Exercise requirements:
Retype precisely the section of the data that starts at the line containing "Flag the wooden post in this screenshot." and runs to its final line, ends included.

Provided records:
#####
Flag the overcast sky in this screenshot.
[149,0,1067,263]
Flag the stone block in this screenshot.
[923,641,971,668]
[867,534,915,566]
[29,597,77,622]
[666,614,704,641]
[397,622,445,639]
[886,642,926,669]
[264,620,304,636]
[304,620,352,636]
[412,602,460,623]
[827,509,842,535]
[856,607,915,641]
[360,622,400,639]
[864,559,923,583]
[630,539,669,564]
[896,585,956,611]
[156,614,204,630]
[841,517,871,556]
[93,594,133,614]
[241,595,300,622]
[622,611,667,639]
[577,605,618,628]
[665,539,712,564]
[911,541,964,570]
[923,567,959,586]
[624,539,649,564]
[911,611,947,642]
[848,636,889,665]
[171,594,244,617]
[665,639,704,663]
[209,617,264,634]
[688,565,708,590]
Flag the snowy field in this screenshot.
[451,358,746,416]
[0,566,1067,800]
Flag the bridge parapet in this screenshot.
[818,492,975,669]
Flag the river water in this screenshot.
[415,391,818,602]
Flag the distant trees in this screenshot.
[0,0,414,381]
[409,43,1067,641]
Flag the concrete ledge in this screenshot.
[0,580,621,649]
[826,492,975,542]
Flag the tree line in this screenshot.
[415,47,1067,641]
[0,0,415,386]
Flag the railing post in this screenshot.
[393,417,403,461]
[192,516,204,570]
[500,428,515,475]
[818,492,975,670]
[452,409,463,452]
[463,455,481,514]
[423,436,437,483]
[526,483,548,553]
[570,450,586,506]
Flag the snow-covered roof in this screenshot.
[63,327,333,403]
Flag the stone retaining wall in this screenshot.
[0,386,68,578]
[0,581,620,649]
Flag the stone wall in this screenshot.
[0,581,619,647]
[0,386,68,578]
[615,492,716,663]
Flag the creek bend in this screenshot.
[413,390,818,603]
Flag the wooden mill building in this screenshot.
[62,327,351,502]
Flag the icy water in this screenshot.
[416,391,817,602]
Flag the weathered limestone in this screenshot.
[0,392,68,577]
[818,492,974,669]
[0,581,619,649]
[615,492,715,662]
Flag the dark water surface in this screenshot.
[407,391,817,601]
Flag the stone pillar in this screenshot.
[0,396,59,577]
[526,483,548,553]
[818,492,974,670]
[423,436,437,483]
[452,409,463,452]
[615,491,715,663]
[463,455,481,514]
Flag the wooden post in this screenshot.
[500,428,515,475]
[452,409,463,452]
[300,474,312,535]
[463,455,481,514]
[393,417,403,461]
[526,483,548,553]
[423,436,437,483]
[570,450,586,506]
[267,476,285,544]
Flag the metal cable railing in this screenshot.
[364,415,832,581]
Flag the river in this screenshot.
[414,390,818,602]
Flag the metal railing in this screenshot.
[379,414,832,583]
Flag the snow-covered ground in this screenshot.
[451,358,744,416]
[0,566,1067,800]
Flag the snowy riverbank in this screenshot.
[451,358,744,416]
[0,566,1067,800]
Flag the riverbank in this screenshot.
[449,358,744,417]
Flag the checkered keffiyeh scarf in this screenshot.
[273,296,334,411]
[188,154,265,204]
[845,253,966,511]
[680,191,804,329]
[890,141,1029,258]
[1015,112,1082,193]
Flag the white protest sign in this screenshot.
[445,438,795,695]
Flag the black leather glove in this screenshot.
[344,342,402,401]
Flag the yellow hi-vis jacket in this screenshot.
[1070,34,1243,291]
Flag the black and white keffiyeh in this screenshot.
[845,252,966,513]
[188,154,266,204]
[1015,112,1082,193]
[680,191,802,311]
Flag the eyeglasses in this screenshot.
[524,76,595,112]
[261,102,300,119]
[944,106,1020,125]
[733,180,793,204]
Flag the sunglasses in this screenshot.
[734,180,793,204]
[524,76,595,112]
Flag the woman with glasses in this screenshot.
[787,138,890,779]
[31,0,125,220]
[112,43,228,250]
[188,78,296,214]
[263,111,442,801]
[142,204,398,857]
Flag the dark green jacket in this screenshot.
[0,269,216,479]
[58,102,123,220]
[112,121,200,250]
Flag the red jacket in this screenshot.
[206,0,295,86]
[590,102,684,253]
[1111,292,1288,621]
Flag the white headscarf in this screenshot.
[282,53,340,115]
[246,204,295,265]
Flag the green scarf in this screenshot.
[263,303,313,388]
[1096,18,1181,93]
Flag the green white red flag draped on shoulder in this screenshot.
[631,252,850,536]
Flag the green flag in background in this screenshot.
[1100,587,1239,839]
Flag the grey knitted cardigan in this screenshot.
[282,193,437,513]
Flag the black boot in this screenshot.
#####
Output of the task:
Flag the wooden post in this screenshot.
[500,428,515,475]
[452,409,463,452]
[300,474,312,535]
[463,455,481,514]
[393,417,403,461]
[526,483,548,553]
[423,436,437,483]
[570,450,586,506]
[267,476,285,544]
Flag the metal cable railing in this screenshot.
[364,415,832,581]
Flag the river in this screenshot.
[414,390,818,602]
Flag the metal railing in this screenshot.
[379,414,832,583]
Flag the snow-covered ground in this screenshot.
[451,358,744,416]
[0,566,1067,800]
Flag the snowy riverbank in this screenshot.
[451,358,744,416]
[0,566,1067,800]
Flag the riverbank in this screenshot.
[449,358,744,417]
Flag the checkered keffiyeh scarf in this screenshot.
[273,296,334,411]
[188,154,265,204]
[845,253,966,511]
[680,191,804,329]
[890,141,1029,258]
[1015,112,1082,193]
Flag the white protest sign in this screenshot.
[445,438,795,695]
Flag the black leather glove in this screenshot.
[344,342,402,401]
Flag the yellow hi-vis jacket in this screenshot.
[1070,34,1243,291]
Flag the black and white keffiyeh in this screenshot.
[845,252,966,513]
[188,154,266,204]
[1015,112,1082,193]
[680,191,802,311]
Flag the eyeglasses in this screenshot.
[524,76,595,112]
[261,102,300,119]
[944,106,1020,125]
[733,180,793,204]
Flag the sunglasses in this screenshot.
[734,180,793,204]
[524,76,595,112]
Flag the woman with glasses in this screenshot.
[787,138,890,779]
[31,0,125,220]
[112,43,228,250]
[188,78,296,214]
[263,111,442,801]
[142,204,398,857]
Flag the dark green jacket in this screenshot.
[0,269,216,479]
[58,102,123,220]
[112,121,200,250]
Flag the red jacket in this screenshot.
[206,0,295,86]
[590,102,684,253]
[1111,292,1288,621]
Flag the white headscarf in this screenshot.
[282,53,340,115]
[246,204,295,265]
Flag the green scarf in this screenshot.
[263,303,313,388]
[1096,18,1181,93]
Flag the green white red flag draped on shoulder in this screenshot.
[631,252,850,536]
Flag the green flag in background in this screenshot.
[1100,587,1239,839]
Flag the grey knitted cardigan in this screenshot.
[282,193,437,513]
Flag the black boot in this screenshot.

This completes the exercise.